━━━ DOCUMENTO

El centro de mi ciudad es un caos

Hace poco, un día cualquiera, la montura de mis anteojos se partió. Con la sensación de inutilidad in crescendo, suspendí lo que hacía y me dirigí al lugar donde los compré. Allí me informaron que el daño no tenía arreglo; pero, que tal vez podría servir otra montura, en tal caso, debían mandarla a Bogotá donde pulirían las lentes para que encajaran en los nuevos marcos, labor que tomaría algunos días.

Como la solución planteada dejaba en el limbo mis actividades laborales y las lecturas cotidianas, me dirigí a eso de las cinco de la tarde a un taller del centro de Armenia que hace unos años me había recomendado un amigo con el fin de hallar solución a mi angustiosa situación. La señora que me atendió me confirmó el dictamen inicial y procedió a enseñarme algunas monturas asegurando que me entregaría las gafas una vez el óptico puliera el borde de las lentes para que quedaran bien ensambladas, y sugirió que mientras hacían la labor diera una vuelta por el centro o tomara un café. Esperanzado por la solución, acogí la sugerencia y me dispuse a caminar desprevenidamente entre el CAM y la calle veintiuna y entre las carreras quince a la dieciocho para observar, pese a mi astigmatismo y presbicia, la ciudad que encontraba a mi paso.

━━━━━━

EJERCICIO PROPUESTO 1 – ¿Qué líneas de los registros que siguen contienen la palabra "water"? Muéstralas todas, copiadas sin cambios.

━━━ DATOS PROPORCIONADOS

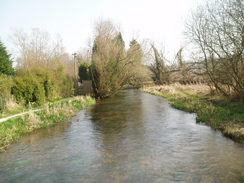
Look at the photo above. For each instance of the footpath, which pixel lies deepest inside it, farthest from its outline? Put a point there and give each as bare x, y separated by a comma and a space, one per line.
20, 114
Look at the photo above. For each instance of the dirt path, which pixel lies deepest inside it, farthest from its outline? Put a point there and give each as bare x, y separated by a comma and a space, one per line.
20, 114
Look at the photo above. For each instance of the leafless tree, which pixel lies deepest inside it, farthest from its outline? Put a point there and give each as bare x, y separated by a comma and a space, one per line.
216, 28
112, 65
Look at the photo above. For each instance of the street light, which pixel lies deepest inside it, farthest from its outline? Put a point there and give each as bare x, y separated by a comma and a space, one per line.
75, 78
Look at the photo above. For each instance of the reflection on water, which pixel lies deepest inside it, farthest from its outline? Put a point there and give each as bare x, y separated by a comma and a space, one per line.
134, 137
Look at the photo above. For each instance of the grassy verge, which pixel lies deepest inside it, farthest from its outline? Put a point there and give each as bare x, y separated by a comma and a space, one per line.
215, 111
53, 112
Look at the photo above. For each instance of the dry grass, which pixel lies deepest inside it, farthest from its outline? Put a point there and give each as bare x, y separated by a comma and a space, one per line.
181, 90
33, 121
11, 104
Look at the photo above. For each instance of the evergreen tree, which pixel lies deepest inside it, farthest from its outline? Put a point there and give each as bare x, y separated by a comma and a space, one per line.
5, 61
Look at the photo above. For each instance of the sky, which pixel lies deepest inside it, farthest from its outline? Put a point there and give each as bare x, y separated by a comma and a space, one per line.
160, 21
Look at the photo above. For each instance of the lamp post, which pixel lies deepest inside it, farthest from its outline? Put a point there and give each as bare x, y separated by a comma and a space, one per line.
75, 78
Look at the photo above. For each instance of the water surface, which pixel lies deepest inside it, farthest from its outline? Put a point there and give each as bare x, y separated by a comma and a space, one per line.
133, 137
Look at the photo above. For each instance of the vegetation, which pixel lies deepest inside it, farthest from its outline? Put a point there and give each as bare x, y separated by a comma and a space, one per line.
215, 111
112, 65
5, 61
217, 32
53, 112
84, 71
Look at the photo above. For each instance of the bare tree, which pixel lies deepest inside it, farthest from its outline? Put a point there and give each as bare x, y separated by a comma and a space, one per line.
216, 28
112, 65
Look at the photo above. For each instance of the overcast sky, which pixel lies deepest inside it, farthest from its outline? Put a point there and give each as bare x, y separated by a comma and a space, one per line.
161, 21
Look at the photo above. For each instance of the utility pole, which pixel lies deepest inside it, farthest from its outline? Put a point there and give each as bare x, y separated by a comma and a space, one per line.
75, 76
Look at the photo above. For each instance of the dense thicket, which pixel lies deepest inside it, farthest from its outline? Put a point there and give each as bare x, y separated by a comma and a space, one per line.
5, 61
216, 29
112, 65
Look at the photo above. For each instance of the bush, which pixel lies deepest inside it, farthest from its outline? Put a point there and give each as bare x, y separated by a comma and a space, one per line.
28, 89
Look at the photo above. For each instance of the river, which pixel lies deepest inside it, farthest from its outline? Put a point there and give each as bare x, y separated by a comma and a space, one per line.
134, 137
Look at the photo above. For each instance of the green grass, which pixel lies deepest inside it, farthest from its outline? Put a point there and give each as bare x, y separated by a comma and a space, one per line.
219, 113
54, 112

━━━━━━
━━━ DATOS PROPORCIONADOS

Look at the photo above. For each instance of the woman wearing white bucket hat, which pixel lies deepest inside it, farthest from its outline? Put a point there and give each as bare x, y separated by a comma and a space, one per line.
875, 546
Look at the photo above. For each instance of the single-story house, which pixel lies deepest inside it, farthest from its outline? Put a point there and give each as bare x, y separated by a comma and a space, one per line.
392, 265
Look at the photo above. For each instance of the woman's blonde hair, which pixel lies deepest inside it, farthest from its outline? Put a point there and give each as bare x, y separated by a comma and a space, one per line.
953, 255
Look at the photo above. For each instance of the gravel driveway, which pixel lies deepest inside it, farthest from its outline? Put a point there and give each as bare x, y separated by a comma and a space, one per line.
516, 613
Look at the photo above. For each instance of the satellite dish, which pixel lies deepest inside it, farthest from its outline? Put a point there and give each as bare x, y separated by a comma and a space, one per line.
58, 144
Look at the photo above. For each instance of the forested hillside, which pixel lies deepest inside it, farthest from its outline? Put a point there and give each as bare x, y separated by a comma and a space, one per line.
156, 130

━━━━━━

EJERCICIO PROPUESTO 2 – Según el documento, ¿a qué ciudad debían mandar la montura para que pulieran las lentes?

RESPUESTA COMPLETA 1 –
Look at the photo above. For each instance of the reflection on water, which pixel lies deepest inside it, farthest from its outline? Put a point there and give each as bare x, y separated by a comma and a space, one per line.
Look at the photo above. For each instance of the water surface, which pixel lies deepest inside it, farthest from its outline? Put a point there and give each as bare x, y separated by a comma and a space, one per line.

RESPUESTA COMPLETA 2 – A Bogotá.